[start Excerpted text]

Michael Foot, then Leader of the Opposition, came to see me, asking for concessions to the strikers. I was amazed that this thoroughly decent man could take this line and told him so. I reminded him that the conditions in the Maze Prison were among the best in any prison anywhere, well above the general standards prevailing in Britain’s overcrowded gaols. We had since gone even further in making improvements than the European Commission on Human Rights had recommended the previous year. I told Michael Foot that he had shown himself to be a ‘push-over’. What the terrorist prisoners wanted was political status, and they were not going to get it.

Bobby Sands died on Tuesday 5 May. The date was of some significance for me personally, though I did not know it at the time. From this time forward I became the IRA’s top target for assassination.

Sands’s death provoked rioting and violence, mainly in Londonderry and Belfast, and the security forces came under increasing strain. It was possible to admire the courage of Sands and the other hunger strikers who died, but not to sympathize with their murderous cause. We had done everything in our power to persuade them to give up their fast.

So had the Catholic Church. I realized that the Church might be able to bring pressure to bear on the hunger strikers, which I could not. So I went as far as I could to involve an organization connected with the Catholic hierarchy (the Irish Commission for Justice and Peace (ICJP)), hoping that the strikers would listen to them…though our reward was to be denounced by the ICJP for going back on undertakings we had allegedly made in the talks we had had with them. This false allegation was supported by Garret FitzGerald who became Taoiseach in place of Mr Haughey at the beginning of July 1981. I wrote to the new Taoiseach to say that he should not be misled into thinking that the problem of the hunger strike was susceptible to an easy solution, wanting only a little flexibility on our part. The protesters were trying to secure a prison regime in which the prisoners…and not the prison officers…determined what went on.

[end Excerpted text]

• [To be done]:
1. According to the hunger strike excerpt, on what day and date did Bobby Sands die?
2. List every person named in the hunger strike excerpt.
The records aren't needed here.

[start Entries shown]

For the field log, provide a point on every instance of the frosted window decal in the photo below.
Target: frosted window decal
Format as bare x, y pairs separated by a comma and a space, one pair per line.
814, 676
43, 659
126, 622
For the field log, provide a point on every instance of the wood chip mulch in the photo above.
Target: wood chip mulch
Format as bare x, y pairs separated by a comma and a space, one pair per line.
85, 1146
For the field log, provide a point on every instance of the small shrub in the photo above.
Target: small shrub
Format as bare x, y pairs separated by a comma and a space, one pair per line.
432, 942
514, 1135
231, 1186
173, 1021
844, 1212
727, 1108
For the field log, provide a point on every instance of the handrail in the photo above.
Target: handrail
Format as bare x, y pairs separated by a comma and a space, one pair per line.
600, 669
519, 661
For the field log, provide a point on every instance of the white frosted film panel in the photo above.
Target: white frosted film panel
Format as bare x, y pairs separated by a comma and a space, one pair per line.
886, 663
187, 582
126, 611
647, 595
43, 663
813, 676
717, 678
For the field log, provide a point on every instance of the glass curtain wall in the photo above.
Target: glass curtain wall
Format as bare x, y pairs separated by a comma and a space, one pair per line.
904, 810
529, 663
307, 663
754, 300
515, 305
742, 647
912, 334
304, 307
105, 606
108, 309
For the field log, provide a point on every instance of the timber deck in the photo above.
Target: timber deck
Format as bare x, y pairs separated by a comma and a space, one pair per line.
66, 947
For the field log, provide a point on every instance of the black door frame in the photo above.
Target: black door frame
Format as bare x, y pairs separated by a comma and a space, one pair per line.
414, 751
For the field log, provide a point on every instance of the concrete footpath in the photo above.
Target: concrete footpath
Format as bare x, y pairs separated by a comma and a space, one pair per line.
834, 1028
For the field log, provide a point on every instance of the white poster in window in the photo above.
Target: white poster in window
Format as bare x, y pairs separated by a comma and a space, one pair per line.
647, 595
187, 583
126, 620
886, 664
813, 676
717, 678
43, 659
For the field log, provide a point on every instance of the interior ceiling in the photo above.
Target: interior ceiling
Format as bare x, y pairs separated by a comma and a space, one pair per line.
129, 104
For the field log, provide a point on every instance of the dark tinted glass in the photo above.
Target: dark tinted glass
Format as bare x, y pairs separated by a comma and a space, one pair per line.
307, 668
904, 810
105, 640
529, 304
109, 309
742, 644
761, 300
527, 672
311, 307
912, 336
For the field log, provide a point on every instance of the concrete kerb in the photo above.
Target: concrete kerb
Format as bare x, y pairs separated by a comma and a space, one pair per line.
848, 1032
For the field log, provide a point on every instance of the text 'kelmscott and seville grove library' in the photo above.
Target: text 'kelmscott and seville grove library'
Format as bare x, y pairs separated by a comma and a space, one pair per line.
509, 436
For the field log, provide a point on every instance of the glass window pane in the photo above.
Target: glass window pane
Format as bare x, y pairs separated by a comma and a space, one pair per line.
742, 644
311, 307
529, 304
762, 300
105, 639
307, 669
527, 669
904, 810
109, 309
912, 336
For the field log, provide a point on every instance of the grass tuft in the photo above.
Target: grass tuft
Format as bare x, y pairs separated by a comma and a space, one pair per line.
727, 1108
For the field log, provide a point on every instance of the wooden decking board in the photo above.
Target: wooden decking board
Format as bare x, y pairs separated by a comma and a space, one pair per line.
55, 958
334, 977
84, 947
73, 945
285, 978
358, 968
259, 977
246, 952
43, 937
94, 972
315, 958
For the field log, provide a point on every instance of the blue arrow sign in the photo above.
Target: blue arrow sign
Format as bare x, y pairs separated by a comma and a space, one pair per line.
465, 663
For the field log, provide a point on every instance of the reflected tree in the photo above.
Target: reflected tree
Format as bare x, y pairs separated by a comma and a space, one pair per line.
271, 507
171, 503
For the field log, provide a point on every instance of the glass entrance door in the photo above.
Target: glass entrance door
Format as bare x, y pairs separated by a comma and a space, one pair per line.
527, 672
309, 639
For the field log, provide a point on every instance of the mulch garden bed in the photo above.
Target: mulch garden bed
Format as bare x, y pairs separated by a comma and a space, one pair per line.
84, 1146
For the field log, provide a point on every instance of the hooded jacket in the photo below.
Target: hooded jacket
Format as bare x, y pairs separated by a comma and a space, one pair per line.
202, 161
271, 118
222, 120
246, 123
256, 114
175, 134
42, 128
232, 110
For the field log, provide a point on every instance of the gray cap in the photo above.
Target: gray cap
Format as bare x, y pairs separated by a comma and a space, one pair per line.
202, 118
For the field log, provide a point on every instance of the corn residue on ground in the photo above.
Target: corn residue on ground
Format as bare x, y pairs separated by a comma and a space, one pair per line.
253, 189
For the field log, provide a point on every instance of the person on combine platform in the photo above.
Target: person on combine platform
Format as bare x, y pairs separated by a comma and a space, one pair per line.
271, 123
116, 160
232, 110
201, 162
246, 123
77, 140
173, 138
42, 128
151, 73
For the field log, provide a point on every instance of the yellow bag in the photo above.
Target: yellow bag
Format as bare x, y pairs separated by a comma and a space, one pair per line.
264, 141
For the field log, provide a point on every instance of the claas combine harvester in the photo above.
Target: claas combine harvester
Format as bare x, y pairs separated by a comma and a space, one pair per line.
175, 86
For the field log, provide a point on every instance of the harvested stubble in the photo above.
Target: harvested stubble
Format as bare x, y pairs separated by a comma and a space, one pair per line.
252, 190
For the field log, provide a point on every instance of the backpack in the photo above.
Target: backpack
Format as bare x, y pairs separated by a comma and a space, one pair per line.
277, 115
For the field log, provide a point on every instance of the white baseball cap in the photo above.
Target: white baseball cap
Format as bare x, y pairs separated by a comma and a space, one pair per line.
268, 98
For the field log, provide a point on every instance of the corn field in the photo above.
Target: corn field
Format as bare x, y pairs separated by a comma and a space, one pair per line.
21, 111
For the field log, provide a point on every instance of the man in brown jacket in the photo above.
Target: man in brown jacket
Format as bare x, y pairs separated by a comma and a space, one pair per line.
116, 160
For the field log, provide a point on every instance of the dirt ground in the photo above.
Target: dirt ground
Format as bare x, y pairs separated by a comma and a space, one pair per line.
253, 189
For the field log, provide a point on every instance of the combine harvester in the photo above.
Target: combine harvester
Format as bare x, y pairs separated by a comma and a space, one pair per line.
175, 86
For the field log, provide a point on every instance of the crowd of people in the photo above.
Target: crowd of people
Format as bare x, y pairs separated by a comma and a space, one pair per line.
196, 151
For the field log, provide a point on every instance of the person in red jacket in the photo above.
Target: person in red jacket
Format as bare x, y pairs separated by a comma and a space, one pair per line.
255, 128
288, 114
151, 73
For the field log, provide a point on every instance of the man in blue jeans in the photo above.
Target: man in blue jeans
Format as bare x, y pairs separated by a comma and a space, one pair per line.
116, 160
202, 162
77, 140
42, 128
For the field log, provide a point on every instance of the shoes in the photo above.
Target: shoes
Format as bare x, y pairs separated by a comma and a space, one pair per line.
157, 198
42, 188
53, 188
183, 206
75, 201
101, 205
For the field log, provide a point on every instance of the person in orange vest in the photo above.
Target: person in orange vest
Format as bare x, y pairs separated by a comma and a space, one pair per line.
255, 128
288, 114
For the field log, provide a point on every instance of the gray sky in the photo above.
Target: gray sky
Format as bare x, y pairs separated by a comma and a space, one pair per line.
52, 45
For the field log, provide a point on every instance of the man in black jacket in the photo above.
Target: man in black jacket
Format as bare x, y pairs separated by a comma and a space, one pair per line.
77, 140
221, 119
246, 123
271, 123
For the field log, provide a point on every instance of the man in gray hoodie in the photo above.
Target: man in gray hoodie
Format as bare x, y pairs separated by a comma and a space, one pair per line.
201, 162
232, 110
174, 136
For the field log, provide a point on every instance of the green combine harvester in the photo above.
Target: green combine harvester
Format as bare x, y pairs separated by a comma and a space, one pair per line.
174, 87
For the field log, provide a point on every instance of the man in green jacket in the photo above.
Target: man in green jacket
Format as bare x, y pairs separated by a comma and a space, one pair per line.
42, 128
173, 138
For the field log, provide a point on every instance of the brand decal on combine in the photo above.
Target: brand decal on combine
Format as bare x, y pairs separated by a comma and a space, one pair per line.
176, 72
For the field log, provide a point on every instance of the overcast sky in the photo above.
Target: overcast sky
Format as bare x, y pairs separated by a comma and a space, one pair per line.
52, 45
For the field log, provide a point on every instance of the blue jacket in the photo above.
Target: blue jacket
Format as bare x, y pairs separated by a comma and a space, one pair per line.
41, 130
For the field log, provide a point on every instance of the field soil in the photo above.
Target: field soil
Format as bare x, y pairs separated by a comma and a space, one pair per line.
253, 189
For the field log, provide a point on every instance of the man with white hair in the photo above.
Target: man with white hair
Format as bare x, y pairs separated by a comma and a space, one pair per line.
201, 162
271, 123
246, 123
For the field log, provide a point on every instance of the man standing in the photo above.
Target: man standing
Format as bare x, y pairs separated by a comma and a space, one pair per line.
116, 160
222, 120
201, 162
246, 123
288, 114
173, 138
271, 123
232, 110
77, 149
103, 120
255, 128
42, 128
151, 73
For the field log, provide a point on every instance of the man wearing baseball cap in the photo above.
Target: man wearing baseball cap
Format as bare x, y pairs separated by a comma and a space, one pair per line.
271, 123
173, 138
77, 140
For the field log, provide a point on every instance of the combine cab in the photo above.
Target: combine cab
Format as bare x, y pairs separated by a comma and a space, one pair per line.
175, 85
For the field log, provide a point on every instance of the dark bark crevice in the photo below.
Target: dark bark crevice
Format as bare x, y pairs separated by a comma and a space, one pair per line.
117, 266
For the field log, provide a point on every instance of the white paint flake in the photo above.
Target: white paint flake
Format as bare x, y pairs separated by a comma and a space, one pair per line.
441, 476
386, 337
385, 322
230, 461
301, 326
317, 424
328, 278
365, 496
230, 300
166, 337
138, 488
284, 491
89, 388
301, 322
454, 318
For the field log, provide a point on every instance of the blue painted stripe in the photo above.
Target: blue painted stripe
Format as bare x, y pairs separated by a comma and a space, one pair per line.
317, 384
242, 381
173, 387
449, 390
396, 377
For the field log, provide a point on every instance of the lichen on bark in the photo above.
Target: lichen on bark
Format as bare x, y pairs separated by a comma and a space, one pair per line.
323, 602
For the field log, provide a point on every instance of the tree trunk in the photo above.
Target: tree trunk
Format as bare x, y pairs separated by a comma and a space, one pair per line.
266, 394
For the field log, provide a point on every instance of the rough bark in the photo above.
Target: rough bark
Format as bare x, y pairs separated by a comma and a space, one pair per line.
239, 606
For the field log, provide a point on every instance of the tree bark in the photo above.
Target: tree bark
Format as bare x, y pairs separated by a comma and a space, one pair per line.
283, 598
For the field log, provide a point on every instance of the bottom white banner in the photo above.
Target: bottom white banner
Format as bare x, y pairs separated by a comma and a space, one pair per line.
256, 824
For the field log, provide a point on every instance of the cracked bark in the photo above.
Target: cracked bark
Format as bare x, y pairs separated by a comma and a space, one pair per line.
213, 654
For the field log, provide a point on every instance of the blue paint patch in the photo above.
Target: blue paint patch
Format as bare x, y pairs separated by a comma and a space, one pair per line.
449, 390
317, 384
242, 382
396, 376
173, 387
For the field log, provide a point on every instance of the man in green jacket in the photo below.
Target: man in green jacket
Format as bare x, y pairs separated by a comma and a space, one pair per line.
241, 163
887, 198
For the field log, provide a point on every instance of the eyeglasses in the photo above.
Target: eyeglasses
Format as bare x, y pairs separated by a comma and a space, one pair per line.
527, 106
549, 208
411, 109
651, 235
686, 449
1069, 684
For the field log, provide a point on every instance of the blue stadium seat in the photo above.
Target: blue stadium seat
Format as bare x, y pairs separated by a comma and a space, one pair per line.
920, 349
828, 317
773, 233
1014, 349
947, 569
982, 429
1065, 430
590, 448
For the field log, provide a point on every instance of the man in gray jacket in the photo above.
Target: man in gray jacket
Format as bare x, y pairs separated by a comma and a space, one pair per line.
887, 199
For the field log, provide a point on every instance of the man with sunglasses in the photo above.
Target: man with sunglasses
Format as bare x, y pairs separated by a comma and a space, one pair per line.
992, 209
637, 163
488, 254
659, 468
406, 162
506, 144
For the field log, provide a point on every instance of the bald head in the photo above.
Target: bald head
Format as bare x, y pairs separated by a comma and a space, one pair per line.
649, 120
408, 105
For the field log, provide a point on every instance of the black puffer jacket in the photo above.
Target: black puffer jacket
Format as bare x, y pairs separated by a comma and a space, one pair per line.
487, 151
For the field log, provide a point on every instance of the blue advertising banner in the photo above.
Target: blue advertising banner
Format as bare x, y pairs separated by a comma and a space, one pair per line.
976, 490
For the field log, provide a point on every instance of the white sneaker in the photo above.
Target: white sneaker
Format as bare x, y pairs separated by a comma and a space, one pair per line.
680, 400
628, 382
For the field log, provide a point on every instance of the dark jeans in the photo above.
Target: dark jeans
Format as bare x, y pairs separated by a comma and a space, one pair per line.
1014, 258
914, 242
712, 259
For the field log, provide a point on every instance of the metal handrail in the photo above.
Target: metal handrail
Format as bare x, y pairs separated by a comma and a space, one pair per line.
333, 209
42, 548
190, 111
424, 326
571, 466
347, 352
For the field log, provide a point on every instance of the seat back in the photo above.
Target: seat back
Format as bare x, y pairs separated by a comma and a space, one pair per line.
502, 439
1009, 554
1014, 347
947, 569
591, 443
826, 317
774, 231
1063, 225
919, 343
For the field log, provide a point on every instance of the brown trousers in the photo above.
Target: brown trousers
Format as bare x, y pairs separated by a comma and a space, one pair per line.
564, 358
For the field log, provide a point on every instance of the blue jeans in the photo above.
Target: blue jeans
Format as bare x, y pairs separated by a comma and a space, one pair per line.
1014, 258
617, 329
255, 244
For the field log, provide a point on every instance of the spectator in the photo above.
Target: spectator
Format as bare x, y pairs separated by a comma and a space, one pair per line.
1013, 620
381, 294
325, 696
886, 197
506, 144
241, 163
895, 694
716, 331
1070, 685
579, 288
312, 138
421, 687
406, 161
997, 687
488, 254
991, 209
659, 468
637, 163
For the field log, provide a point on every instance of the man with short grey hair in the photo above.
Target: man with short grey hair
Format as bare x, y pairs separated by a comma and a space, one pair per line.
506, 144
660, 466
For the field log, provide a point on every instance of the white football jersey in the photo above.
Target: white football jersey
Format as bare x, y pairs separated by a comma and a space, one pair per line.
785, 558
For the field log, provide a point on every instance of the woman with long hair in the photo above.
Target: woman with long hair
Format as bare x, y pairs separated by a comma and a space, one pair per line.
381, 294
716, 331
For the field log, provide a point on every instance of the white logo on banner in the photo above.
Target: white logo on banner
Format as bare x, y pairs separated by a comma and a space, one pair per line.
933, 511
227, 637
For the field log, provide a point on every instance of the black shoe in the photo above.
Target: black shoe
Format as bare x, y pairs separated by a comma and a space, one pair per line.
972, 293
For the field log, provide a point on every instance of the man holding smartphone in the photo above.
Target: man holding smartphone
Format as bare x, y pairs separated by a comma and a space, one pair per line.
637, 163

[end Entries shown]

• [Outputs for the tasks]:
1. Tuesday 5 May

2. Michael Foot, Bobby Sands, Garret FitzGerald, Mr Haughey